==== 抜粋 ====

本発明は、オーディオビジュアル(AV)機器、パーソナルコンピュータ周辺機器、インターネット接続機器、車載用情報端末等の電子機器用筺体の構成素材として有用な導電性に優れた樹脂塗装金属板に関するものである。
電子機器分野の最近の動向として、情報処理・伝達能力の高速化、記録容量の増大等さらなる高性能化が進んでおり、電子機器から漏洩する電磁波は増加する傾向にある。漏洩電磁波が増加すると、その電子機器の周辺に配置された精密機械等の誤作動を招くことになるため、対策が必要となっており、電磁波のシールド性(導電性)を高めてその漏洩を防ぐべく、電子機器メーカはより導電性の高い金属板を求める状況にある。また、コストダウンの観点から、金属板を接合する際のネジ等の部品をできるだけ減らすことも要求されており、金属板同士の接合部における接触圧力(10〜12gf/mm2程度の軽接触圧力下)でも良好な導電性を発揮する金属板が望まれている。

==== 表示データ ====

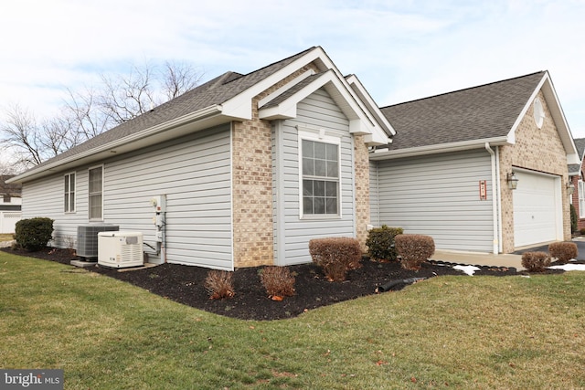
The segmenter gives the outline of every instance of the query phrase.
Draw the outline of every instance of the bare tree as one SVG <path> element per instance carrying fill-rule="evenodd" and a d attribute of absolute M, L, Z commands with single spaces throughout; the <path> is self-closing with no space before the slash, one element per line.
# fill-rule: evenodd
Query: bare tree
<path fill-rule="evenodd" d="M 37 119 L 32 112 L 18 105 L 10 107 L 1 129 L 5 134 L 5 150 L 12 146 L 18 163 L 37 165 L 43 162 L 45 156 L 42 142 L 37 132 Z"/>
<path fill-rule="evenodd" d="M 162 81 L 166 100 L 170 100 L 194 89 L 202 76 L 202 73 L 197 73 L 193 67 L 185 62 L 165 62 Z"/>
<path fill-rule="evenodd" d="M 14 105 L 0 121 L 3 150 L 11 150 L 15 163 L 37 165 L 186 92 L 201 77 L 182 62 L 166 62 L 160 71 L 146 64 L 133 66 L 126 75 L 101 74 L 95 89 L 68 90 L 63 110 L 40 123 L 31 111 Z"/>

====

* _出題 1_: 抜粋のうち、「電子機器分野の最近の動向とし」で始まり「揮する金属板が望まれている。」に至るまでの部分を書き写してください。
* _出題 2_: 抜粋では、金属板同士の接合部における軽接触圧力はどの程度とされていますか。
抜粋に書かれている内容だけを手がかりにしてください。

* _解答 1_:
電子機器分野の最近の動向として、情報処理・伝達能力の高速化、記録容量の増大等さらなる高性能化が進んでおり、電子機器から漏洩する電磁波は増加する傾向にある。漏洩電磁波が増加すると、その電子機器の周辺に配置された精密機械等の誤作動を招くことになるため、対策が必要となっており、電磁波のシールド性(導電性)を高めてその漏洩を防ぐべく、電子機器メーカはより導電性の高い金属板を求める状況にある。また、コストダウンの観点から、金属板を接合する際のネジ等の部品をできるだけ減らすことも要求されており、金属板同士の接合部における接触圧力(10〜12gf/mm2程度の軽接触圧力下)でも良好な導電性を発揮する金属板が望まれている。

* _解答 2_: 10〜12gf/mm2程度とされています。